● TASK DIRECTIONS: In the copy, include no pictures, but reproduce every record exactly.

● SUPPLIED MATERIAL:
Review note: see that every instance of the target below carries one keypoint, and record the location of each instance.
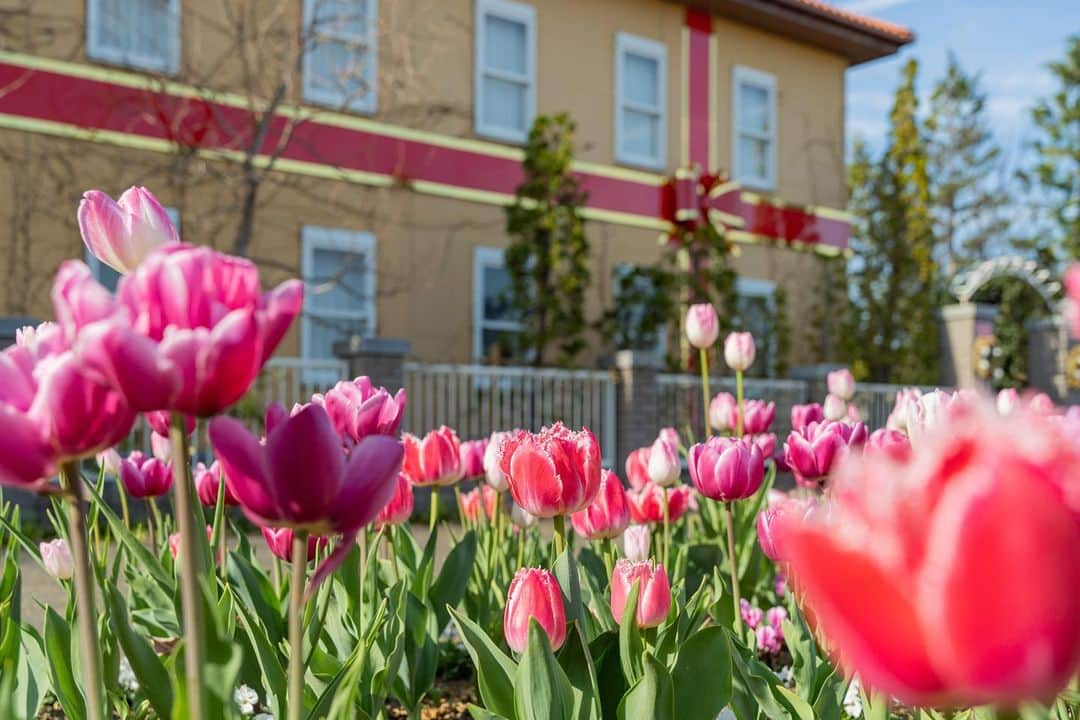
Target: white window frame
(515, 12)
(96, 50)
(313, 238)
(741, 77)
(630, 44)
(484, 258)
(368, 100)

● ANSWER TO THE PROBLEM:
Review note: see that every instance of the target below carries one keypoint, and record the location of each instance.
Target: white window frame
(515, 12)
(96, 50)
(313, 238)
(741, 77)
(630, 44)
(484, 258)
(368, 100)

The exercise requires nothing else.